• Work required
Below are the entries; output exactly the lines from the one containing "[tag] red object" through the final line, inclusive.

===== Records supplied

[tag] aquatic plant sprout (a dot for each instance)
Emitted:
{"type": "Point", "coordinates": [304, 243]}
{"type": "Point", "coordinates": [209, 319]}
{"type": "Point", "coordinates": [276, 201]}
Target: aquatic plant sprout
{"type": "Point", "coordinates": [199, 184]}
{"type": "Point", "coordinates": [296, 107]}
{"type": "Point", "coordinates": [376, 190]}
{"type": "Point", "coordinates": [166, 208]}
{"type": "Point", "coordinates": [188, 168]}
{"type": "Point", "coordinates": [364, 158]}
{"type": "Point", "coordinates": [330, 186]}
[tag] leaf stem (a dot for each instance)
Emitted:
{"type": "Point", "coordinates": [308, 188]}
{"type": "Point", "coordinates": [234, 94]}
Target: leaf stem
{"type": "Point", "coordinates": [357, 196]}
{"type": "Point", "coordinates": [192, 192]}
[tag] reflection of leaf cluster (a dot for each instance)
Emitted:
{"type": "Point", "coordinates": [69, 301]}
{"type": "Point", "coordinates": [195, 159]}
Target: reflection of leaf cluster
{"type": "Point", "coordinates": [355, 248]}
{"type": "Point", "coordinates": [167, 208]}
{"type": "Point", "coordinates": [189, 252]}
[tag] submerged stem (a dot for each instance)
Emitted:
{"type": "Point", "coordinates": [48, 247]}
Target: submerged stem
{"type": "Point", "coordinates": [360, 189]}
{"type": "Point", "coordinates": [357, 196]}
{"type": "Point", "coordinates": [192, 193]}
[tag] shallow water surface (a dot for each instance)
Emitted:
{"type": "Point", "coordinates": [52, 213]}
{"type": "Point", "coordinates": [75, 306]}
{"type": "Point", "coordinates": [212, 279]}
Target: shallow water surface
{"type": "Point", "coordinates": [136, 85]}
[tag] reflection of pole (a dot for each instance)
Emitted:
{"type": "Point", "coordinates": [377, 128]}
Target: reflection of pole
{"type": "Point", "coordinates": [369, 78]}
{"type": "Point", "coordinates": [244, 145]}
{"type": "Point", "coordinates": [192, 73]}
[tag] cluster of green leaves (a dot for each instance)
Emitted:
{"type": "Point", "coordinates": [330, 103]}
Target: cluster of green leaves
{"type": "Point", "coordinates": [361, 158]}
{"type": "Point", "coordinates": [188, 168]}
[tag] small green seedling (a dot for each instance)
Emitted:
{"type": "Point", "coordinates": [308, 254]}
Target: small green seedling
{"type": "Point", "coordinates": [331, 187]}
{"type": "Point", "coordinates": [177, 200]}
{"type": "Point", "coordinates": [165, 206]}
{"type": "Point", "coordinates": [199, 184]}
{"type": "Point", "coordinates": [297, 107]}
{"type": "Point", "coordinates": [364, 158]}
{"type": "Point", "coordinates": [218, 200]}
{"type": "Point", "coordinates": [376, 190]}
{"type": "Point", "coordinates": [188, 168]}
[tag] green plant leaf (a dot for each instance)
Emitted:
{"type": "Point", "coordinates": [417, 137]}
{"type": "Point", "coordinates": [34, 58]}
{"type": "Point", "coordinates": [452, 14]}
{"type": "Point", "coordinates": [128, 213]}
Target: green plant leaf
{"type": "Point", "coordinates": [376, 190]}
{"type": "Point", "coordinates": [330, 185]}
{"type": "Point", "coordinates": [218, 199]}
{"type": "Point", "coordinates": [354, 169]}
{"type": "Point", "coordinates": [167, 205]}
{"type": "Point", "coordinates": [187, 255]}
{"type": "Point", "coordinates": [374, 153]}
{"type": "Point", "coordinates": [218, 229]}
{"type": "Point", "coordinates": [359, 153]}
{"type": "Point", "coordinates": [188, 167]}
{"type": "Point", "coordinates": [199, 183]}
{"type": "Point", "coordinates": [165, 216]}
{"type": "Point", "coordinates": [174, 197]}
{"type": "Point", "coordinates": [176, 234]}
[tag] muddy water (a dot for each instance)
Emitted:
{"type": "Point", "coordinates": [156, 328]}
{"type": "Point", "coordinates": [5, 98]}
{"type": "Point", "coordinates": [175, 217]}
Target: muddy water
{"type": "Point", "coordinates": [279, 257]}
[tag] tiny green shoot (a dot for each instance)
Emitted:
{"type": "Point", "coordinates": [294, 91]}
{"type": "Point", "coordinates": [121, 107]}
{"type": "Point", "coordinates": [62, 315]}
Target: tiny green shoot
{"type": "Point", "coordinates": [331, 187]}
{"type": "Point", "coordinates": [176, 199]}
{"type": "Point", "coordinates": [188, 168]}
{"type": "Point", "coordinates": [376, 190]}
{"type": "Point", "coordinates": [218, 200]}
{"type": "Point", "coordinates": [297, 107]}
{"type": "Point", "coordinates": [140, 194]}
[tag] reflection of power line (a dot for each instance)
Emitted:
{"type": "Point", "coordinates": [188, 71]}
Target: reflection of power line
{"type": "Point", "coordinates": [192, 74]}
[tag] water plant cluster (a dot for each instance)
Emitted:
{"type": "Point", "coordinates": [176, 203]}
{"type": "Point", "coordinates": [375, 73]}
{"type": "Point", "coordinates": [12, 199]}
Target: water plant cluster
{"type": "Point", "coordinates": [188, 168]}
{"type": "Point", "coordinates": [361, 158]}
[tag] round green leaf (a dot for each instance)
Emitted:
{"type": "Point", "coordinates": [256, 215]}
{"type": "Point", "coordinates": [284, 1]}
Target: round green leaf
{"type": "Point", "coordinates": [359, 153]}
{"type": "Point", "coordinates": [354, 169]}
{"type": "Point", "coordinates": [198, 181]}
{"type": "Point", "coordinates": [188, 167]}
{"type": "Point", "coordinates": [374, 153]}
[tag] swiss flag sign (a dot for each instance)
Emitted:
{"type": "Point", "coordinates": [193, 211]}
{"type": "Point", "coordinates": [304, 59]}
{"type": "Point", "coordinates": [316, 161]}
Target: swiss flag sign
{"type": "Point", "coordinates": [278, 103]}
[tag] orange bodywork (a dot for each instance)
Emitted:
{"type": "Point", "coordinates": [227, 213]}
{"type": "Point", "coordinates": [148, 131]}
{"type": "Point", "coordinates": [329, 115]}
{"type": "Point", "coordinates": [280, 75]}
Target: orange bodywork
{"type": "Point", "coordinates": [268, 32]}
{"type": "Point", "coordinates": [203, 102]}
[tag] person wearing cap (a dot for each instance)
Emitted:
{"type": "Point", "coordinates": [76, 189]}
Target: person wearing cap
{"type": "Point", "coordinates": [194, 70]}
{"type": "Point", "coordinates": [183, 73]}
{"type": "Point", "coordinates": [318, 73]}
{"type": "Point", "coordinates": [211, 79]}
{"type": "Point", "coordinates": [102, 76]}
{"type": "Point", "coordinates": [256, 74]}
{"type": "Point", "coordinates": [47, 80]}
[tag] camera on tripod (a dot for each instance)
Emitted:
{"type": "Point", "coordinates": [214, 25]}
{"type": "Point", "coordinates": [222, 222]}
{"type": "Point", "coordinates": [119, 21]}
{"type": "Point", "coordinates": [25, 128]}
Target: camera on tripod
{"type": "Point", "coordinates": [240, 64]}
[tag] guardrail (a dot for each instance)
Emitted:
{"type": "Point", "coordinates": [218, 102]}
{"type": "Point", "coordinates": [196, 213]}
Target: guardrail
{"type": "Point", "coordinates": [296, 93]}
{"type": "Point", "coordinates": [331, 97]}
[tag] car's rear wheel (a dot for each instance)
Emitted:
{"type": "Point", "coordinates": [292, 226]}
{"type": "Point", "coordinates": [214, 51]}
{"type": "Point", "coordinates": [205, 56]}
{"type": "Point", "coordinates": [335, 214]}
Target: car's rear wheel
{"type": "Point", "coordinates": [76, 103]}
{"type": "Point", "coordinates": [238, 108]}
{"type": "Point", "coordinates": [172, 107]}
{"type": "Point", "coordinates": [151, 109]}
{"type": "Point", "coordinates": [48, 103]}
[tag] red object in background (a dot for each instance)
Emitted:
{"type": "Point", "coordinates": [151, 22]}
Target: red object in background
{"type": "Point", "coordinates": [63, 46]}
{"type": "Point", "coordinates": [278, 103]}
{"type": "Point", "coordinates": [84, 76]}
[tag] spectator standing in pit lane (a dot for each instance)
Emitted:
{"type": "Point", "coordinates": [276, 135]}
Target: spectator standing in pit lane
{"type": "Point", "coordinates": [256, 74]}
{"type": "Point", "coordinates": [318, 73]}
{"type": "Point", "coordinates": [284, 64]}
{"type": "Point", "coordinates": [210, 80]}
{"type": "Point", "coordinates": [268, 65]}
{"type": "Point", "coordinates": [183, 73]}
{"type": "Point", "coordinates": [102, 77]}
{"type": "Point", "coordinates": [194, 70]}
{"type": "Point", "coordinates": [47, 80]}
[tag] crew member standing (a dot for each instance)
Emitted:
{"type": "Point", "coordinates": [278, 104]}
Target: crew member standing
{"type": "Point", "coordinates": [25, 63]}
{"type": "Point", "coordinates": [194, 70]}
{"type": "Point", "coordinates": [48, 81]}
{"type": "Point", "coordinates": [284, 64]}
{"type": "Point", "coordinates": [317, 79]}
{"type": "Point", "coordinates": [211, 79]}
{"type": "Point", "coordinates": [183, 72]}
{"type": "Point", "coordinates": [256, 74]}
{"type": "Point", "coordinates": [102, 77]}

==========

• Written response
[tag] red object in background (a dot for each instance)
Emitted:
{"type": "Point", "coordinates": [151, 22]}
Target: red object in background
{"type": "Point", "coordinates": [63, 46]}
{"type": "Point", "coordinates": [278, 103]}
{"type": "Point", "coordinates": [84, 76]}
[tag] spectator standing in pit lane (a dot for each instance)
Emitted:
{"type": "Point", "coordinates": [276, 135]}
Target: spectator standing in pit lane
{"type": "Point", "coordinates": [256, 74]}
{"type": "Point", "coordinates": [318, 73]}
{"type": "Point", "coordinates": [284, 64]}
{"type": "Point", "coordinates": [210, 80]}
{"type": "Point", "coordinates": [268, 65]}
{"type": "Point", "coordinates": [183, 73]}
{"type": "Point", "coordinates": [102, 77]}
{"type": "Point", "coordinates": [194, 70]}
{"type": "Point", "coordinates": [47, 80]}
[tag] crew member standing (a dot for each instance)
Emitted:
{"type": "Point", "coordinates": [278, 104]}
Target: crew member standing
{"type": "Point", "coordinates": [25, 63]}
{"type": "Point", "coordinates": [194, 70]}
{"type": "Point", "coordinates": [48, 81]}
{"type": "Point", "coordinates": [284, 64]}
{"type": "Point", "coordinates": [317, 79]}
{"type": "Point", "coordinates": [211, 79]}
{"type": "Point", "coordinates": [183, 72]}
{"type": "Point", "coordinates": [256, 74]}
{"type": "Point", "coordinates": [102, 77]}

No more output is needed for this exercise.